- _Available data_:
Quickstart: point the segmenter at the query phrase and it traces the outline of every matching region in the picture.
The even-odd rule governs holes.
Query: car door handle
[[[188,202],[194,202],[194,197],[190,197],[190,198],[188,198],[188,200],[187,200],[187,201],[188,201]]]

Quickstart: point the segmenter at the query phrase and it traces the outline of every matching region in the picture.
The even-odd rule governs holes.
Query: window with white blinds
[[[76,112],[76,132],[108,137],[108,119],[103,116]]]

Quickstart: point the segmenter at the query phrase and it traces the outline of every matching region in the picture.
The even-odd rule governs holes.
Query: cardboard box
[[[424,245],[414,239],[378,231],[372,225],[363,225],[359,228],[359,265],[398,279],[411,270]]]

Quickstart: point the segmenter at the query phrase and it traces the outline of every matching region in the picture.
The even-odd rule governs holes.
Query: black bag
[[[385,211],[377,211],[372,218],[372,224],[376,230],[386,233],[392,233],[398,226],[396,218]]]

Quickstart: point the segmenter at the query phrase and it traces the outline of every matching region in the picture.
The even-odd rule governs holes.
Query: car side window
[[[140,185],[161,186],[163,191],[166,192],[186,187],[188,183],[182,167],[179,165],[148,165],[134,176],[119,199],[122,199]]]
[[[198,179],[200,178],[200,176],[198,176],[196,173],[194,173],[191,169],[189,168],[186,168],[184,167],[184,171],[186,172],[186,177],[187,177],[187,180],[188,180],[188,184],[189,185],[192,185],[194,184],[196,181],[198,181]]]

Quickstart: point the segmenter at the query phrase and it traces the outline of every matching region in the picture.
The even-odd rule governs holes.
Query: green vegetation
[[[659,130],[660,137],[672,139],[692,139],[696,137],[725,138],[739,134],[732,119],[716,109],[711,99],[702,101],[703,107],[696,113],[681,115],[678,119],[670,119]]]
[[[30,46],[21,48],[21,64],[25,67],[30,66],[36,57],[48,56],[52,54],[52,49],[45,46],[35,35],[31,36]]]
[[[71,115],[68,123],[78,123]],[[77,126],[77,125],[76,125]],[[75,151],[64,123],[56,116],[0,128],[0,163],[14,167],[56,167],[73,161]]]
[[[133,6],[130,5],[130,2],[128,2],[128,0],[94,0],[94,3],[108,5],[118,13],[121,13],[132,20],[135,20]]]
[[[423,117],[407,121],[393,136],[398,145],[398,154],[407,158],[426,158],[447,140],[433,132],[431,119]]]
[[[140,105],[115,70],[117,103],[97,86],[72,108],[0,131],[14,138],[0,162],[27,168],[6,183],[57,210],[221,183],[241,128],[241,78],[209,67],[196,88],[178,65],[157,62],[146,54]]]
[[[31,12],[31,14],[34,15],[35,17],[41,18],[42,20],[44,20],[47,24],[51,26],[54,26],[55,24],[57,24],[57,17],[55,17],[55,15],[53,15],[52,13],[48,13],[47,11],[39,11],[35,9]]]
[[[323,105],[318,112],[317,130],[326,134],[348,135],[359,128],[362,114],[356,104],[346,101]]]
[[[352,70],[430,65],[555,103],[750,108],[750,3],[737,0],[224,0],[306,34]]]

- _Exercise goal_: In this exercise, every line of the listing is to be output exactly.

- _Exercise solution_:
Quickstart: point the segmenter at the query phrase and it traces the outline of every matching region in the picture.
The even-odd rule governs holes.
Query: car door handle
[[[188,202],[194,202],[194,197],[190,197],[190,198],[188,198],[188,200],[187,200],[187,201],[188,201]]]

Quickstart: point the segmenter at the query phrase and it traces the outline of every matching region in the picture.
The even-odd rule governs holes.
Query: window with white blinds
[[[76,112],[76,132],[108,137],[108,119],[103,116]]]

Quickstart: point the segmenter at the query phrase and it traces the outline of every matching region in the picture.
The even-odd rule governs holes.
Query: cardboard box
[[[424,245],[414,239],[378,231],[372,225],[363,225],[359,228],[359,265],[398,279],[411,270]]]

Quickstart: point the segmenter at the query phrase and it traces the outline of every matching region in the picture.
The even-odd rule governs holes.
Query: black bag
[[[385,211],[377,211],[372,218],[372,224],[376,230],[386,233],[392,233],[398,226],[396,218]]]

Quickstart: point the segmenter at the query phrase and it traces the outline of every matching region in the picture.
The even-odd rule governs holes.
Query: car side window
[[[140,185],[161,186],[163,191],[166,192],[186,187],[188,183],[182,167],[179,165],[148,165],[134,176],[119,199],[122,199]]]
[[[198,179],[200,178],[200,176],[198,176],[196,173],[194,173],[191,169],[189,168],[186,168],[184,167],[184,171],[186,172],[186,177],[187,177],[187,180],[188,180],[188,184],[189,185],[192,185],[194,184],[196,181],[198,181]]]

Quickstart: point the segmenter at the query phrase and it traces the outline of every matching region in the picture.
The even-odd rule governs holes.
Query: green vegetation
[[[659,130],[660,137],[672,139],[692,139],[696,137],[725,138],[739,134],[732,119],[716,109],[711,99],[702,101],[703,107],[696,113],[681,115],[678,119],[670,119]]]
[[[30,46],[21,48],[21,64],[25,67],[30,66],[36,57],[48,56],[52,54],[52,49],[45,46],[35,35],[31,36]]]
[[[71,115],[68,123],[78,123]],[[77,126],[77,125],[76,125]],[[75,151],[64,123],[56,116],[0,128],[0,163],[14,167],[56,167],[73,161]]]
[[[133,6],[130,5],[130,2],[128,2],[128,0],[94,0],[94,3],[108,5],[118,13],[121,13],[132,20],[135,20]]]
[[[423,117],[407,121],[393,136],[398,145],[398,154],[407,158],[426,158],[447,140],[433,132],[431,119]]]
[[[140,105],[115,70],[117,103],[97,86],[72,108],[0,131],[14,138],[0,162],[27,168],[6,183],[57,210],[221,183],[241,128],[241,78],[209,67],[196,88],[178,65],[157,62],[146,54]]]
[[[31,12],[31,14],[34,15],[35,17],[41,18],[42,20],[44,20],[47,24],[51,26],[54,26],[55,24],[57,24],[57,17],[55,17],[55,15],[53,15],[52,13],[48,13],[47,11],[39,11],[35,9]]]
[[[323,105],[318,112],[317,130],[326,134],[348,135],[359,128],[362,114],[356,104],[346,101]]]
[[[352,70],[430,65],[555,103],[750,108],[750,3],[737,0],[224,0],[306,34]]]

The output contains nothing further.